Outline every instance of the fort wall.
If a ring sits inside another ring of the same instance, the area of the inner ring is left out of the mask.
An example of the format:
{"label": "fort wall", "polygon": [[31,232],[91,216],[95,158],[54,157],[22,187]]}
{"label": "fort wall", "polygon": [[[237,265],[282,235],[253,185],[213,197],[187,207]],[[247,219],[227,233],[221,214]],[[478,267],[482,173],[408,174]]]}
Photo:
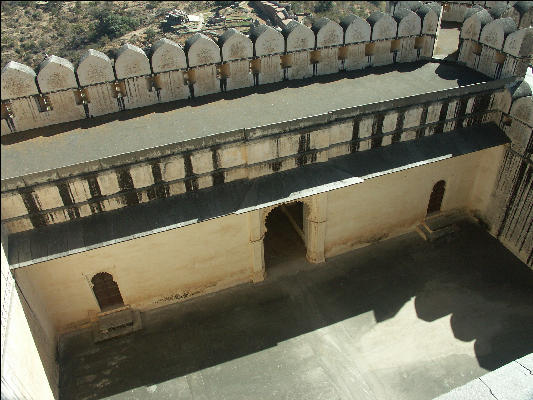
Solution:
{"label": "fort wall", "polygon": [[533,28],[517,30],[511,17],[492,19],[482,9],[463,23],[457,61],[494,79],[524,76],[532,60],[532,43]]}
{"label": "fort wall", "polygon": [[[239,179],[417,140],[481,122],[505,80],[475,84],[180,142],[2,181],[9,233],[83,218]],[[499,104],[499,103],[498,103]]]}
{"label": "fort wall", "polygon": [[58,397],[59,369],[55,331],[35,294],[19,287],[1,250],[2,397]]}
{"label": "fort wall", "polygon": [[161,39],[148,55],[131,44],[118,49],[115,60],[87,50],[77,67],[49,56],[37,73],[12,61],[1,75],[1,134],[282,80],[427,60],[439,13],[440,6],[426,6],[419,13],[353,18],[344,26],[326,18],[313,30],[295,21],[283,32],[260,25],[249,37],[230,29],[218,43],[198,33],[185,48]]}
{"label": "fort wall", "polygon": [[533,7],[526,1],[441,1],[439,3],[443,5],[442,20],[446,22],[462,24],[469,14],[482,9],[490,11],[495,17],[513,18],[519,28],[528,28],[533,21]]}
{"label": "fort wall", "polygon": [[[432,187],[440,179],[447,182],[443,210],[475,209],[478,205],[472,200],[490,190],[498,172],[484,166],[498,163],[502,155],[499,146],[304,198],[306,204],[322,199],[324,215],[318,222],[324,225],[324,236],[313,240],[321,240],[325,255],[331,257],[412,230],[423,219]],[[398,177],[401,190],[395,184]],[[255,241],[249,221],[257,214],[264,223],[261,215],[267,212],[203,221],[17,268],[14,273],[17,281],[40,293],[55,329],[66,332],[90,323],[99,312],[90,279],[101,271],[113,275],[125,304],[141,310],[255,281],[256,265],[262,262],[254,259],[255,245],[260,245],[262,259],[265,232],[263,227]],[[319,217],[308,216],[313,221]]]}
{"label": "fort wall", "polygon": [[486,215],[487,201],[479,200],[489,197],[504,152],[499,146],[328,192],[326,258],[413,231],[440,180],[446,182],[443,212]]}
{"label": "fort wall", "polygon": [[246,214],[230,215],[20,268],[15,278],[41,295],[61,333],[100,312],[91,285],[98,272],[112,274],[124,303],[141,310],[251,281],[247,226]]}

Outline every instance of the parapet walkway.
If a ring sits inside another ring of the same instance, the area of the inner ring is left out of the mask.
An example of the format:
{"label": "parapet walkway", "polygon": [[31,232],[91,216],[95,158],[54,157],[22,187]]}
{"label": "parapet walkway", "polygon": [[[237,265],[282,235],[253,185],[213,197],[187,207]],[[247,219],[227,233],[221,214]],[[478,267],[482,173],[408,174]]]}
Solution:
{"label": "parapet walkway", "polygon": [[[395,64],[157,104],[3,137],[2,180],[222,132],[491,80],[439,63]],[[436,95],[438,96],[438,95]],[[6,144],[10,140],[31,140]]]}

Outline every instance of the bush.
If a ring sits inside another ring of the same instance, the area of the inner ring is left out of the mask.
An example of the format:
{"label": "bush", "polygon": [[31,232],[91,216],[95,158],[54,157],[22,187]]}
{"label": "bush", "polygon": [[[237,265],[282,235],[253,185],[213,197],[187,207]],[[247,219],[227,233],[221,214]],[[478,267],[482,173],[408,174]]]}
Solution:
{"label": "bush", "polygon": [[98,10],[94,17],[98,22],[95,26],[93,41],[97,41],[104,35],[112,40],[139,26],[137,18],[113,14],[110,10]]}
{"label": "bush", "polygon": [[155,37],[157,36],[157,32],[153,28],[148,28],[147,30],[144,31],[144,34],[146,36],[146,40],[148,40],[149,42],[154,40]]}
{"label": "bush", "polygon": [[319,1],[315,6],[315,12],[325,12],[333,9],[333,1]]}

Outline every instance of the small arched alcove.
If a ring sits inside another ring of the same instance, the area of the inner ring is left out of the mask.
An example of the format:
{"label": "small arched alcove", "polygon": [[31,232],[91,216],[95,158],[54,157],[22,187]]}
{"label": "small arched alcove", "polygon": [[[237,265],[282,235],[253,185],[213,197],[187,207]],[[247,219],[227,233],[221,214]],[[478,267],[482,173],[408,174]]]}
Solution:
{"label": "small arched alcove", "polygon": [[113,275],[107,272],[99,272],[91,279],[93,292],[102,311],[112,310],[124,306],[124,300],[113,280]]}
{"label": "small arched alcove", "polygon": [[438,181],[433,185],[433,190],[429,196],[427,215],[439,212],[442,206],[442,199],[444,198],[444,191],[446,189],[445,181]]}
{"label": "small arched alcove", "polygon": [[301,202],[282,204],[265,218],[265,272],[272,275],[286,268],[293,269],[306,262],[306,213]]}

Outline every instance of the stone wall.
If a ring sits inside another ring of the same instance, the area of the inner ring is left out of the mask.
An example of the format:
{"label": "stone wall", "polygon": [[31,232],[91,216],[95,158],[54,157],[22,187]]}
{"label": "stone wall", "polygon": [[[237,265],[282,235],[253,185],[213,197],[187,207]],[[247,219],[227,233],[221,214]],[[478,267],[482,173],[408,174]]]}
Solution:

+++

Exercise objective:
Please copy out the whole listing exactly as it stands, minus the pictures.

Output for this exercise:
Outline every instance of the fort wall.
If a ring sits inside another ring of the same instance, the area of the inner ring is left out of the mask.
An example of the format:
{"label": "fort wall", "polygon": [[31,232],[91,216],[95,158],[54,157],[22,187]]}
{"label": "fort wall", "polygon": [[[237,265],[282,235],[253,185],[213,197],[187,207]],[[247,219],[227,233],[221,214]],[[478,267],[482,173],[408,174]]]}
Photo:
Solution:
{"label": "fort wall", "polygon": [[533,28],[517,30],[511,17],[492,19],[482,9],[463,23],[457,61],[494,79],[524,76],[532,60],[532,43]]}
{"label": "fort wall", "polygon": [[[239,179],[417,140],[481,122],[505,80],[475,84],[180,142],[2,181],[9,233],[83,218]],[[499,104],[499,103],[498,103]]]}
{"label": "fort wall", "polygon": [[58,397],[59,369],[55,331],[35,294],[19,287],[1,250],[2,397]]}
{"label": "fort wall", "polygon": [[161,39],[148,55],[131,44],[118,49],[115,60],[87,50],[77,67],[49,56],[37,73],[12,61],[1,75],[1,134],[282,80],[427,60],[439,13],[440,6],[426,6],[419,13],[353,18],[344,26],[326,18],[313,30],[295,21],[283,32],[260,25],[249,37],[230,29],[218,43],[198,33],[185,48]]}
{"label": "fort wall", "polygon": [[533,7],[526,1],[441,1],[439,3],[443,5],[442,20],[446,22],[462,24],[469,14],[482,9],[490,11],[495,17],[513,18],[519,28],[528,28],[533,21]]}
{"label": "fort wall", "polygon": [[[432,187],[440,179],[447,182],[443,210],[475,209],[478,205],[472,200],[490,190],[498,172],[484,166],[498,163],[502,155],[499,146],[304,198],[306,204],[322,199],[324,215],[318,222],[324,225],[324,236],[313,240],[321,240],[325,255],[331,257],[412,230],[423,219]],[[398,177],[401,190],[395,184]],[[255,241],[249,221],[257,214],[264,223],[261,215],[267,212],[203,221],[17,268],[14,273],[17,281],[40,293],[55,329],[66,332],[90,323],[99,312],[90,279],[101,271],[113,275],[125,304],[141,310],[255,281],[256,265],[262,262],[254,259],[255,245],[260,245],[262,259],[265,232],[263,227]],[[319,217],[308,216],[313,221]]]}
{"label": "fort wall", "polygon": [[486,215],[487,201],[479,200],[489,197],[504,152],[499,146],[328,192],[326,258],[413,231],[440,180],[446,182],[443,212]]}
{"label": "fort wall", "polygon": [[246,214],[230,215],[20,268],[15,278],[41,295],[61,333],[100,312],[91,285],[98,272],[112,274],[124,303],[141,310],[251,281],[247,226]]}

Outline every instance of the parapet walkway.
If a ring sits inside another ring of the same instance, the area of the inner ring is left out of the mask.
An example of the format:
{"label": "parapet walkway", "polygon": [[31,232],[91,216],[95,158],[54,157],[22,187]]}
{"label": "parapet walkway", "polygon": [[[237,265],[282,235],[253,185],[213,197],[187,207]],[[247,219],[227,233],[221,214]],[[478,267],[482,173],[408,174]]]}
Solution:
{"label": "parapet walkway", "polygon": [[[395,64],[157,104],[3,137],[2,180],[222,132],[491,80],[439,63]],[[436,95],[438,96],[438,95]],[[6,144],[10,140],[31,140]]]}

Outline every instance of the bush.
If a ring sits inside another ring of the same instance, the area of the inner ring is left out of the mask.
An example of the format:
{"label": "bush", "polygon": [[31,232],[91,216],[95,158],[54,157],[22,187]]}
{"label": "bush", "polygon": [[[237,265],[282,235],[253,185],[213,197],[187,207]],[[247,219],[227,233],[221,214]],[[478,267],[482,173],[408,174]]]}
Solution:
{"label": "bush", "polygon": [[98,10],[94,17],[98,22],[95,26],[93,41],[97,41],[104,35],[112,40],[139,26],[137,18],[113,14],[110,10]]}
{"label": "bush", "polygon": [[155,37],[157,36],[157,32],[153,28],[148,28],[147,30],[144,31],[144,34],[146,36],[146,40],[148,40],[149,42],[154,40]]}
{"label": "bush", "polygon": [[319,1],[315,6],[315,12],[325,12],[333,9],[333,1]]}

Outline every instance of the small arched alcove.
If a ring sits inside another ring of the same instance, the area of the inner ring is left out of the mask.
An example of the format:
{"label": "small arched alcove", "polygon": [[31,232],[91,216],[95,158],[54,157],[22,187]]}
{"label": "small arched alcove", "polygon": [[[237,265],[282,235],[253,185],[213,197],[187,207]],[[247,219],[227,233],[221,214]],[[478,267],[482,173],[408,174]]]}
Solution:
{"label": "small arched alcove", "polygon": [[113,275],[107,272],[99,272],[91,279],[93,292],[102,311],[112,310],[124,306],[124,300],[113,280]]}
{"label": "small arched alcove", "polygon": [[438,181],[433,185],[433,190],[429,196],[427,215],[439,212],[442,206],[442,199],[444,198],[444,191],[446,189],[445,181]]}
{"label": "small arched alcove", "polygon": [[301,202],[282,204],[265,218],[265,272],[272,275],[286,268],[293,269],[306,262],[306,213]]}

Outline every instance of the stone wall.
If a ring sits inside another ring of the same instance, the area of the inner ring is left out of the mask.
An example of the format:
{"label": "stone wall", "polygon": [[31,232],[91,216],[95,158],[54,157],[22,187]]}
{"label": "stone wall", "polygon": [[[237,265],[282,235],[253,185],[213,197],[187,207]],[[247,219],[227,233],[221,214]],[[478,267],[482,173],[408,174]]]}
Solution:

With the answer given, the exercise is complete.